PROBLEM 1> Using the sailing account, explain in one to three sentences why a mid-summer departure for the south was judged not too late.
PROBLEM 2> Update the sailing account by rewriting everything from "All voyages to" down to "some friends .", with "careful planning" changed to "thorough preparation".

During winter we made another night trip to Refuge Cove in gale force winds which exposed weaknesses in fittings, stowage and ourselves. The first two we could remedy, but as our personal weakness is chronic and severe mal-de-mer, we could do little but accept our lot, advice once given freely to the poor by the rich.
All voyages to be successful require careful planning. Food stores, equipment spares, tools are obvious considerations. Not quite so evident is the time of the year to avoid, in visiting certain areas. As we intended clearing for Bluff, N.Z. a study of theweather likely to be experienced in the South Tasman sea and Fiordland coast was important. As more consistently even weather was expected in autumn. a mid-summer departure for the south was not too late, a fear entertained by some friends .
Leaving Fortescue Bay under power we passed close to the Lanterns, a rocky headland characteristic of the bold nature of the Tasmanian coast.
At this point I should perhaps mention the auto pilot, devised and built by a friend, Gerry Harrant, who among many other fine qualities possesses an outstanding capability with electronic and electrical equipment. One hour before we sailed for New Zealand Gerry sat on the deck typing out the operating instructions. A spell of fine weekends had not allowed testing to his satisfaction so in setting out the procedures he included details of what to adjust should such and such result from different sea conditions. The fact that it steered the yacht down the Tasmanian coast to Hobart and across the South Tasman Sea for eight days with only minor adjustments speaks for his ability. Using printed circuits which can be replaced by plug in spares the black box employs an original principle which has a maximum demand of 2 amps. There was no need to charge the batteries all the way across to N.Z. Haparanda, displacing 18 tons, is steered with the appropriate gearing by a windscreen wiper motor. Farwelled by 80 friends and wellwishers we departed the Royal Yacht Club of Victoria with a splendid escort of yachts from the club. In the year we had lived aboard we had made some good friends there, and it was encouraging to have them send us off in that manner. One by one they dropped away until we were left alone with the lights of Melbourne far behind.

DATA EXTRACT>

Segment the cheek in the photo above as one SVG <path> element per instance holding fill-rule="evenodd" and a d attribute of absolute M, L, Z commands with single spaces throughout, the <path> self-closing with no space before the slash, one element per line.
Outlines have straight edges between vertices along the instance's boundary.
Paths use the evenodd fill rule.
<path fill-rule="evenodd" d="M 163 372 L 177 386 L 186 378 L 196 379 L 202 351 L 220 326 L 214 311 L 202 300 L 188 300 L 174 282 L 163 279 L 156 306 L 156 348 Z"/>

FINAL ANSWER 1> More consistently even weather was expected in autumn, so leaving in mid-summer was not too late, although some friends feared it was.

FINAL ANSWER 2>
All voyages to be successful require thorough preparation. Food stores, equipment spares, tools are obvious considerations. Not quite so evident is the time of the year to avoid, in visiting certain areas. As we intended clearing for Bluff, N.Z. a study of theweather likely to be experienced in the South Tasman sea and Fiordland coast was important. As more consistently even weather was expected in autumn. a mid-summer departure for the south was not too late, a fear entertained by some friends .